Report how many lines of the listing below contain the string "green", treating uppercase and lowercase as distinct, and give only that number.

Entries for pointing at labeled objects

§

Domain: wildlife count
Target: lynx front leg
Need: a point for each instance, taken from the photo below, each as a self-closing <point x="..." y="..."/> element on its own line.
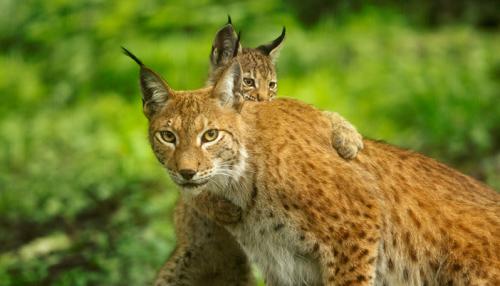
<point x="346" y="139"/>
<point x="206" y="254"/>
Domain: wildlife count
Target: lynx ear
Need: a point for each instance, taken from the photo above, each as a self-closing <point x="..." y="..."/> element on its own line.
<point x="227" y="90"/>
<point x="272" y="49"/>
<point x="225" y="46"/>
<point x="155" y="91"/>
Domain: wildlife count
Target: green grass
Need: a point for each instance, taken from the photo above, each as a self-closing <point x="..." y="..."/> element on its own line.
<point x="82" y="199"/>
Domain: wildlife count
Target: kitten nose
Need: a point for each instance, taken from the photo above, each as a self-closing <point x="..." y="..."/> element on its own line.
<point x="187" y="174"/>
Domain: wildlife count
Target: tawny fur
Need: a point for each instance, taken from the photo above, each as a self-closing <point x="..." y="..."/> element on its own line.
<point x="388" y="217"/>
<point x="259" y="84"/>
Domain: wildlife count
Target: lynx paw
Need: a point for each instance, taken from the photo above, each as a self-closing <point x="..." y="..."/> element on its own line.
<point x="348" y="144"/>
<point x="346" y="139"/>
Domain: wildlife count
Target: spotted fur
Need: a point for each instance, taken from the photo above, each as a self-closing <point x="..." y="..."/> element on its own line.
<point x="259" y="83"/>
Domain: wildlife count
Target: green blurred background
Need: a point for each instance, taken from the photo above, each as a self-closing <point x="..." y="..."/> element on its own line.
<point x="83" y="201"/>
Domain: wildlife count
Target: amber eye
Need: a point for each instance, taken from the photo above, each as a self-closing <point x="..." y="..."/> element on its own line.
<point x="209" y="135"/>
<point x="167" y="136"/>
<point x="248" y="81"/>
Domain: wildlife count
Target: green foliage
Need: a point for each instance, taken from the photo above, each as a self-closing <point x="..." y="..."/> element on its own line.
<point x="82" y="199"/>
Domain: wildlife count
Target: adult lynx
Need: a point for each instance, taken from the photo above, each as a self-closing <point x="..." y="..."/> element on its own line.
<point x="199" y="238"/>
<point x="389" y="217"/>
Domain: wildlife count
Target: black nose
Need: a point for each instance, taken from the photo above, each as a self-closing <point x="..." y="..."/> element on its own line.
<point x="187" y="174"/>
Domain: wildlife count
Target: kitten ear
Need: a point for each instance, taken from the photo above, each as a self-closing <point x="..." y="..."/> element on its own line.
<point x="155" y="91"/>
<point x="225" y="46"/>
<point x="272" y="49"/>
<point x="227" y="90"/>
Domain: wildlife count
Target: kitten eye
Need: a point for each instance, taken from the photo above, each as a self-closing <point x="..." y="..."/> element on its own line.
<point x="210" y="135"/>
<point x="167" y="136"/>
<point x="248" y="81"/>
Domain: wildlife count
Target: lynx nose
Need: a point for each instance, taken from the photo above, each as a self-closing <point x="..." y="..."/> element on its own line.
<point x="187" y="174"/>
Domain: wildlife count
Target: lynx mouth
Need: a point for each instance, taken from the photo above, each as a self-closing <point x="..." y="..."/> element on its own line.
<point x="193" y="185"/>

§

• _FULL RESPONSE_
3